OBJECTIVES ▸
• a. According to the passage about David Brin's novel Existence, what does Brin's background include? List each item.
• b. Continue the passage about Brin's novel Existence after its final sentence.

SOURCE EXTRACT ▸
══════

After all, what better service can science – and science fiction – perform than to poke sticks into the unknown territory ahead of us, probing for the quicksand and land mines? The mistakes that might bring our Great Experiment to an end?
And who better to poke and prod the territory than Brin whose background includes a PhD in Physics, time as a Visiting Scholar at the Center for Study of Evolution of Life and a lifetime of writing award-winning books that challenge his readers to join in the exercise of imagining and creating the future.
In his latest novel, Existence, Brin takes on the Fermi Paradox – the apparent contradiction between high estimates of the probability of the existence of extraterrestrial civilization and humanity’s lack of contact with, or evidence for, such civilizations. Set in the 2050s, Existence is at once familiar and oh so alien even before the initial contact with an alien artifact occurs.

══════

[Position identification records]
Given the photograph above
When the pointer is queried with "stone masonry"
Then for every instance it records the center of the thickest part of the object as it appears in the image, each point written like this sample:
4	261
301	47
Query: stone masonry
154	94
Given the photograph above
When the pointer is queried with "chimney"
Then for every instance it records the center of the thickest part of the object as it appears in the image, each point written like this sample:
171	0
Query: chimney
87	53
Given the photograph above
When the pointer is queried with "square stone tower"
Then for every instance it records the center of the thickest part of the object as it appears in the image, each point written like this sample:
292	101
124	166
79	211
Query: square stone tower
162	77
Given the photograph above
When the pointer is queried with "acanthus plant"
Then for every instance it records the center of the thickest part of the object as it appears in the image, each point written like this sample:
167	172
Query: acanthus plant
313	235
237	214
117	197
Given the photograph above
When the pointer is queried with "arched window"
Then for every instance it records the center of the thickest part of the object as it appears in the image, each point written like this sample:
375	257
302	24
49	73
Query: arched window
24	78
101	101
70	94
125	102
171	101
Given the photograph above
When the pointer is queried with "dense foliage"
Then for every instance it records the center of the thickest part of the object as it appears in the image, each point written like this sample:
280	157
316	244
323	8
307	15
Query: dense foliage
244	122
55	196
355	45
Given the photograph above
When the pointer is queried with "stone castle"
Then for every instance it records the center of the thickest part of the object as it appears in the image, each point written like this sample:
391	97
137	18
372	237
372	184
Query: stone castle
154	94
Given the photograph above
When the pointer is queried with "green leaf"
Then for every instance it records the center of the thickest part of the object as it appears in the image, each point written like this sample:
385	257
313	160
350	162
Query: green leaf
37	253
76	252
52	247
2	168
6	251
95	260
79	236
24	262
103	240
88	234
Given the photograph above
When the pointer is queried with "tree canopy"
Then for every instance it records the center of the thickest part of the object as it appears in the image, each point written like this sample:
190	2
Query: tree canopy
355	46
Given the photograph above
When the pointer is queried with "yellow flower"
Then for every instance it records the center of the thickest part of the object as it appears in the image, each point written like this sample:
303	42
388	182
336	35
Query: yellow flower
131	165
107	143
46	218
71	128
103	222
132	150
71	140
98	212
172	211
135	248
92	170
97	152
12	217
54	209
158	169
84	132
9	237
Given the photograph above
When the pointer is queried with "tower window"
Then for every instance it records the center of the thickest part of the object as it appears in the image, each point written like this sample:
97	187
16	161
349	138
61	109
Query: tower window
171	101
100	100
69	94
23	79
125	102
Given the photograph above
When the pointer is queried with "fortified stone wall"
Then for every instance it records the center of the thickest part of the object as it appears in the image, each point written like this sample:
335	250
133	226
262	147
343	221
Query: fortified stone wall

══════

RESULTS OF THE EXERCISE ▸
• a.
- A PhD in Physics
- Time as a Visiting Scholar at the Center for Study of Evolution of Life
- A lifetime of writing award-winning books that challenge his readers to join in the exercise of imagining and creating the future

• b.
Reading Existence I was particularly intrigued by this depiction of the near-future. We see not only significant developments in space activity but also of media, climate change and social structures. Introducing us to a full array of characters – from a space “garbage man” to a father trying to homestead in the flooded remains of Shanghai – Brin portrays the many layers of global society in the near future from so many different angles. Interwoven with these character focused tales that make up Existence are also a series of short pieces from “Pandora’s Cornucopia” which wryly examine “our means of self-destruction.” And it’s the very extrapolations Brin devises from our current state to 2050 that serve as signposts to what we must take seriously now if we wish to avoid those means of self-destruction.
Simon Bisson of ZDnet wrote of Brin’s Existence:
Science fiction is as much a literature of the moment as it is of the future. This book, then, is both a warning and an encouragement: a novel that engages with the world we’re building and tries to show us a way to become a mature civilisation rather than a raggle-taggle band of individuals. Technology has libertarian roots, but in the end we build the tools that construct a civil society. In Existence Brin shows us the world our technology is building, and then poses one of the biggest questions: what is it all for?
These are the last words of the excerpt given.